+++ TEXTAUSZUG +++

1) Die Vorschrift des § 21 Abs. 1 BSchVG gilt auch für Verkehrsleistungen der Schifffahrttreibenden untereinander. Ein Mietvertrag fällt in den Anwendungsbereich dieser Vorschrift, wenn ein Frachtführer Transportleistungen mit einem vom Schiffseigentümer zu Tagesmietsätzen überlassenen Schiff für einen Verlader Transporte durchführt; infolgedessen ist auch der Vermieter zur Zahlung von Abwrackbeiträgen gemäß § 32a Abs. 2 Satz 1 BSchVG verpflichtet.

2) In dem Falle, dass mehrere an der Erfüllung der Verkehrsleistung beteiligt sind, ist diese Verpflichtung gemäß § 32a Abs. 2 Satz 2 BSchVG jedoch - abgesehen von den Sonderfällen nach Satz 3 - nur von demjenigen zu erfüllen, dem das gesamte Entgelt zusteht. Letzterer hat ein Rückgriffsrecht, nämlich das Teilentgelt, das er an den anderen Beteiligten für dessen Verkehrsleistung weitergeben muss, um den Beitragsanteil zu kürzen, den der andere auf der Grundlage des Teilentgelts zu tragen hat.

3) Es ist rechtwidrig, wenn die zuständige Behörde bei Beteiligung mehrerer Schifffahrttreibender an einer Beförderungsleistung die Abwrackbeiträge für die einzelnen Verkehrsleistungen mehrfach erhebt.


Urteil des Bundesverwaltungsgerichts

vom 25. März 1981

7 C 69/78

Aus den Gründen:

Das Binnenschifffahrtsunternehmen W. setzte im Jahre 1973 zur Durchführung von Binnenschifffahrtstransporten ein Binnenschiff ein, das Fa. W. von dem Eigentümer (Kläger) in ausgerüstetem und bemanntem Zustand für die Dauer eines Jahres zur Verwendung auf allen Wasserstraßen der Rheinuferstaaten gegen Tagesmietsätze angemietet hatte. Die Wasser- und Schifffahrtsdirektion (Beklagte) erhob sowohl von der Fa. W. als auch vom Kläger Überwachungsbeiträge nach § 31d BSchVG und Beiträge zum Abwrackfonds nach § 32a Abs. 2 BSchVG. Der Beitragsberechnung zu Lasten des Klägers wurden Transporte zugrunde gelegt, die mit seinem Schiff zwischen deutschen Lade- und Löschplätzen von der Fa. W. durchgeführt worden waren. Den gegen diesen Bescheid eingelegten Widerspruch wies die Beklagte durch Bescheid vom 9. 7. 1974 mit der Begründung zurück, dass der Kläger selbst durch die mietweise Überlassung des Schiffes an die Fa. W. Verkehrsleistungen im Sinne von § 21 Abs. 1 BSchVG erbracht und daher eigene Beitragspflichten im Sinne der §§ 31d und 32a Abs. 2 BSchVG ohne Rücksicht auf die Beitragspflichten der Fa. W. habe.

+++

* **AUSZUFÜHRENDE AUFGABE**
Schreiben Sie aus dem Textauszug alles von „3) Es ist rechtwidrig, wenn“ bis hinunter zu „Verkehrsleistungen mehrfach erhebt.“ wortgetreu ab. Diese Einträge stammen aus einer anderen Quelle als der Textauszug.

+++ VORLIEGENDE EINTRÄGE +++

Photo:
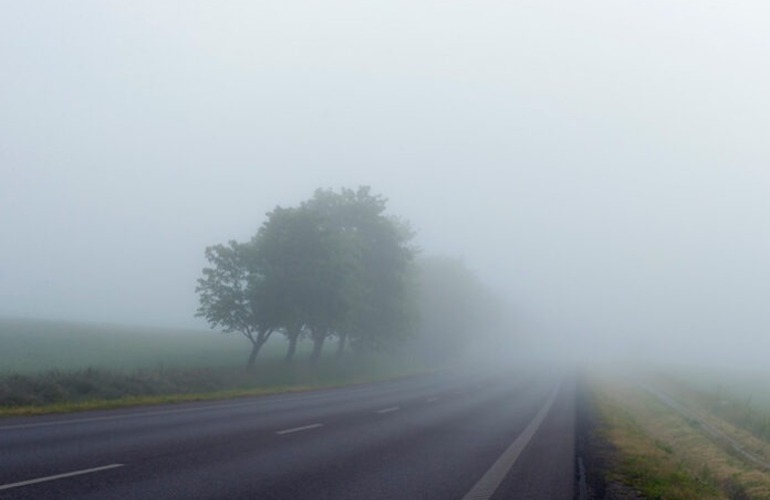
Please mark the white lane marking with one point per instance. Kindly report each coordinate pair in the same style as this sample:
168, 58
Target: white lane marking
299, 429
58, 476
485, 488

+++
+++ VORLIEGENDE EINTRÄGE +++

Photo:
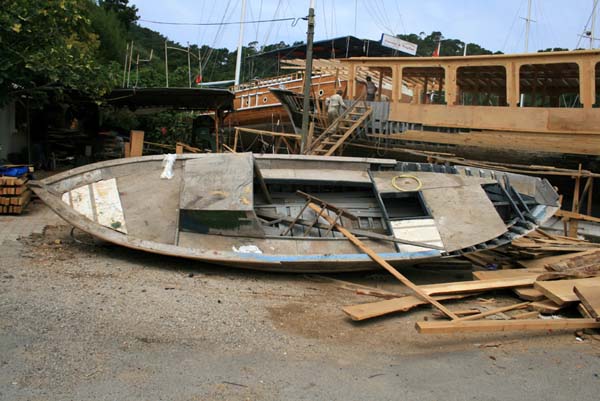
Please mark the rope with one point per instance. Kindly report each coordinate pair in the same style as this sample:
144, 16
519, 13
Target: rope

+++
+++ VORLIEGENDE EINTRÄGE +++

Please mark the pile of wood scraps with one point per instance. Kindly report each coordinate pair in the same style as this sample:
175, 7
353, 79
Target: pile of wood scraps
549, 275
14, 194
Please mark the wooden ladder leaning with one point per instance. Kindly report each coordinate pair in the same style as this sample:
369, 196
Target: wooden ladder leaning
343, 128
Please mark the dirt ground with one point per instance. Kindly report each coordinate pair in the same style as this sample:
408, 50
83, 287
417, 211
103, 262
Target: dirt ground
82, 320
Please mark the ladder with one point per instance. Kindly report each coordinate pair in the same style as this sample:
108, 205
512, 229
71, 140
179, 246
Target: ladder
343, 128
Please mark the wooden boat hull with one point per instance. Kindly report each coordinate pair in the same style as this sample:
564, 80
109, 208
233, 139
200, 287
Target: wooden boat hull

+++

* **LÖSUNG DER AUFGABE**
3) Es ist rechtwidrig, wenn die zuständige Behörde bei Beteiligung mehrerer Schifffahrttreibender an einer Beförderungsleistung die Abwrackbeiträge für die einzelnen Verkehrsleistungen mehrfach erhebt.